» **SHORT PROBLEM**
Render all the items below as a JSON list of strings, with one string per line and blank lines left out. Leave the pictures out of the answer.

Object location annotation data:
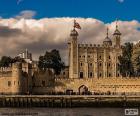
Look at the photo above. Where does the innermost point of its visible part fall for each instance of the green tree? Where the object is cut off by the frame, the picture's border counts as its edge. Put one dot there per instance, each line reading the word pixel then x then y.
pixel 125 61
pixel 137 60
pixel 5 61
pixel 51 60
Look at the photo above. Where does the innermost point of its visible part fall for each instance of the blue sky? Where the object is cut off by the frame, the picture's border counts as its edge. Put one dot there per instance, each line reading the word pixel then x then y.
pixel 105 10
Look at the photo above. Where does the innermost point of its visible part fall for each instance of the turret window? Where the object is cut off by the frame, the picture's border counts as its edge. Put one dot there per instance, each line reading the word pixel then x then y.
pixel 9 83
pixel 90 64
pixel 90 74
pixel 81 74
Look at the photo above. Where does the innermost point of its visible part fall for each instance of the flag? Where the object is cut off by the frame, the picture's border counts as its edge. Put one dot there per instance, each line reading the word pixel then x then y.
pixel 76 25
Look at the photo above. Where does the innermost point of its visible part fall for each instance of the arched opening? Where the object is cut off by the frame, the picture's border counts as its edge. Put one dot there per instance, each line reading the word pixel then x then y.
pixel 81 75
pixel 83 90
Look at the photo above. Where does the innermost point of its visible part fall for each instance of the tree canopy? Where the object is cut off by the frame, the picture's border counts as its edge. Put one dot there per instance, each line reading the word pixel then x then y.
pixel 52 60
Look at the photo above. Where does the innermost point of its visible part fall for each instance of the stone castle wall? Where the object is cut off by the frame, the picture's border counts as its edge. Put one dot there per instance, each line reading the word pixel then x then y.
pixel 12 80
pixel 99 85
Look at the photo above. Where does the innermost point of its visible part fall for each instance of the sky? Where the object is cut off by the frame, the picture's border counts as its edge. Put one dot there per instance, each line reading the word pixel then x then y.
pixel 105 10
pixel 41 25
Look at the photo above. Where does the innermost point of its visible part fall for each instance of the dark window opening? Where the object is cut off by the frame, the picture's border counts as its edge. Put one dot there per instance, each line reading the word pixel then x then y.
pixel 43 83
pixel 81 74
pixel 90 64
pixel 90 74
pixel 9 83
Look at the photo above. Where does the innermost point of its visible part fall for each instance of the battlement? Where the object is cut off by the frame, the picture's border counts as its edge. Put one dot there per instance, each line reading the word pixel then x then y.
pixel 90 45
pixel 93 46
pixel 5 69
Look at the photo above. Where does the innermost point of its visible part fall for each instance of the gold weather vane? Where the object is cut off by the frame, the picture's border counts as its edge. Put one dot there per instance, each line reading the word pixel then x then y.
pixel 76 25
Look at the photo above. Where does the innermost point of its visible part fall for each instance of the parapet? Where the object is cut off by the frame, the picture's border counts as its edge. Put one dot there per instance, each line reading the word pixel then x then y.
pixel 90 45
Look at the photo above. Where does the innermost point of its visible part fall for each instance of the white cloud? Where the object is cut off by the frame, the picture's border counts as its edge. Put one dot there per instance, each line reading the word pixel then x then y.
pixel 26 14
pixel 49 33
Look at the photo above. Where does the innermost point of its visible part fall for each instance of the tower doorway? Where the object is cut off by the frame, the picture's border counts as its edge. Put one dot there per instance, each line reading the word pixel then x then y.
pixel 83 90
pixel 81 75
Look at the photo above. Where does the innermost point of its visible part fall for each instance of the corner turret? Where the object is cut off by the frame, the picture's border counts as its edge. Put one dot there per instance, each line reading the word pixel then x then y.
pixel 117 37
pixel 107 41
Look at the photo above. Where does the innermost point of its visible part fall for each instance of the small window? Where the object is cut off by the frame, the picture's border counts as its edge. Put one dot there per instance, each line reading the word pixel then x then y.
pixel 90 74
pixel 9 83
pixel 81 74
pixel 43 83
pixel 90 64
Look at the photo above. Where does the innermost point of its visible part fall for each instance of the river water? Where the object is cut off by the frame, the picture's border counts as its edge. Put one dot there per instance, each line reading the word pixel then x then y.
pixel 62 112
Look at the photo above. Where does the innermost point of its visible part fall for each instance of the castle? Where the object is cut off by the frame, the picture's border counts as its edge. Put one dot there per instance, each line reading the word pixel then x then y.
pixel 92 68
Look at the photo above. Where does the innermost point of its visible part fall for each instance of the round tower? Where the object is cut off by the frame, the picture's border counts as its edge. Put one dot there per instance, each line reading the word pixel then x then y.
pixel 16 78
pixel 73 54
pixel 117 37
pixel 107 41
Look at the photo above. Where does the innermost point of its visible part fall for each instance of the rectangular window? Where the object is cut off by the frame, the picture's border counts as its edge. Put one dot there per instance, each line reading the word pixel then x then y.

» **THE RESPONSE**
[
  "Look at the photo above. Where does the innermost point of its visible part fall for each instance of the green tree? Where the object is cut off by the frame, the picture's border counts as its edge. Put one dot there per instance, each line reading the word pixel then x then y.",
  "pixel 125 61",
  "pixel 137 60",
  "pixel 5 61",
  "pixel 51 60",
  "Look at the photo above. Where does the innermost point of its visible part fall for each instance of the blue sky? Where the object is cut off by the frame, the picture's border counts as its edge. Put one dot there per instance, each line reading the word pixel then x then y.",
  "pixel 105 10",
  "Look at the photo above. Where does the innermost point of its visible part fall for each instance of the turret window? Where the object is cut off by the frame, the picture's border counts as its edge. Put one dot there per instance, each line reading the word pixel then x then y.",
  "pixel 9 83",
  "pixel 90 64",
  "pixel 90 74",
  "pixel 81 74",
  "Look at the photo above. Where does the innermost point of its visible part fall for each instance of the flag? Where the object is cut off by the frame, the picture's border counts as its edge. Put one dot there per instance, each line reading the word pixel then x then y.",
  "pixel 76 25",
  "Look at the photo above. Where does the innermost point of its visible part fall for each instance of the arched opening? Where the object is cut off by the frame, the picture's border counts as its edge. Put one dot there per instance, each line reading the word pixel then x then y.",
  "pixel 81 75",
  "pixel 83 90",
  "Look at the photo above. Where does the innermost point of its visible part fall for each instance of the tree canopy? Where the object is cut off by the frame, the picture's border counts as its edge. Put one dot there per instance, each line reading the word pixel then x then y.",
  "pixel 52 60",
  "Look at the photo above. Where does the innermost point of its visible part fall for each instance of the stone castle wall? Where the object is cut off by the frame, the picture's border counts as its edge. Put one dot there per instance, each line reading the word pixel then x then y.",
  "pixel 12 80",
  "pixel 99 85",
  "Look at the photo above. Where does the innermost point of its visible part fall for each instance of the sky? Where the object is cut off by the frame, the picture's border counts as its edge. Put one dot there per instance, each line reading the word pixel then x then y.",
  "pixel 105 10",
  "pixel 41 25",
  "Look at the photo above. Where does the innermost point of its visible part fall for each instance of the dark window opening? Where the object is cut off by the frame, the picture's border counts as its edge. Put one dot there per instance, each line reading the word pixel then x then y.",
  "pixel 43 83",
  "pixel 81 74",
  "pixel 90 64",
  "pixel 90 74",
  "pixel 9 83",
  "Look at the photo above. Where does the innermost point of its visible part fall for each instance of the battlement? Where the object is cut off by the frame, the picture's border counts as its edge. Put one dot there per instance, each line reading the word pixel then x then y.",
  "pixel 90 45",
  "pixel 93 46",
  "pixel 5 69",
  "Look at the photo above. Where does the innermost point of its visible part fall for each instance of the gold weather vane? Where the object is cut off by the frame, the picture's border counts as its edge. Put one dot there per instance, each line reading the word pixel then x then y.",
  "pixel 76 25",
  "Look at the photo above. Where does the innermost point of its visible part fall for each instance of the parapet? Where the object is cut off by the frame, the picture's border counts as its edge. Put one dot there per instance, each line reading the word pixel then x then y.",
  "pixel 90 45",
  "Look at the photo above. Where does the innermost point of its visible part fall for each instance of the white cloud? Where the object is cut off by the frame, the picture's border counts as its edge. Put one dot there per instance, each line reading the word pixel then x then y.",
  "pixel 26 14",
  "pixel 49 33",
  "Look at the photo above. Where does the innermost point of its visible part fall for each instance of the tower doorway? Where the object is cut off by the frame, the picture's border counts as its edge. Put one dot there per instance, each line reading the word pixel then x then y.",
  "pixel 83 90",
  "pixel 81 75",
  "Look at the photo above. Where does the innermost point of its visible part fall for each instance of the corner turret? Where the object is cut off by the frame, the picture's border counts as its edge. Put one dot there per instance, each line reading the word pixel then x then y.",
  "pixel 117 37",
  "pixel 107 41",
  "Look at the photo above. Where does the innermost point of its visible part fall for each instance of the small window? Where the object is cut off by the frame, the picture's border counts as its edge. Put one dot there per instance, each line reading the word pixel then x then y.",
  "pixel 90 74",
  "pixel 9 83",
  "pixel 81 74",
  "pixel 43 83",
  "pixel 90 64",
  "Look at the photo above. Where does the innermost point of its visible part fall for each instance of the river water? Where the object is cut off by the frame, the picture's border counts as its edge. Put one dot there per instance, each line reading the word pixel then x then y.",
  "pixel 62 112",
  "Look at the photo above. Where does the innermost point of its visible part fall for each instance of the castle? Where the object is cut off by the frame, the picture's border counts as its edge. Put one dot there per instance, each line reading the word pixel then x then y.",
  "pixel 92 68",
  "Look at the photo above. Where does the innermost point of its visible part fall for each instance of the round tower? Where the object is cut off by the frame, the picture's border counts as its edge. Put one dot there per instance, each line reading the word pixel then x then y.",
  "pixel 16 78",
  "pixel 73 54",
  "pixel 117 37",
  "pixel 107 41",
  "Look at the photo above. Where does the innermost point of its visible part fall for each instance of the rectangular window? Where the object is cut off by the frame, the picture's border counts as its edge. Put one dot there per instance, each line reading the word pixel then x then y."
]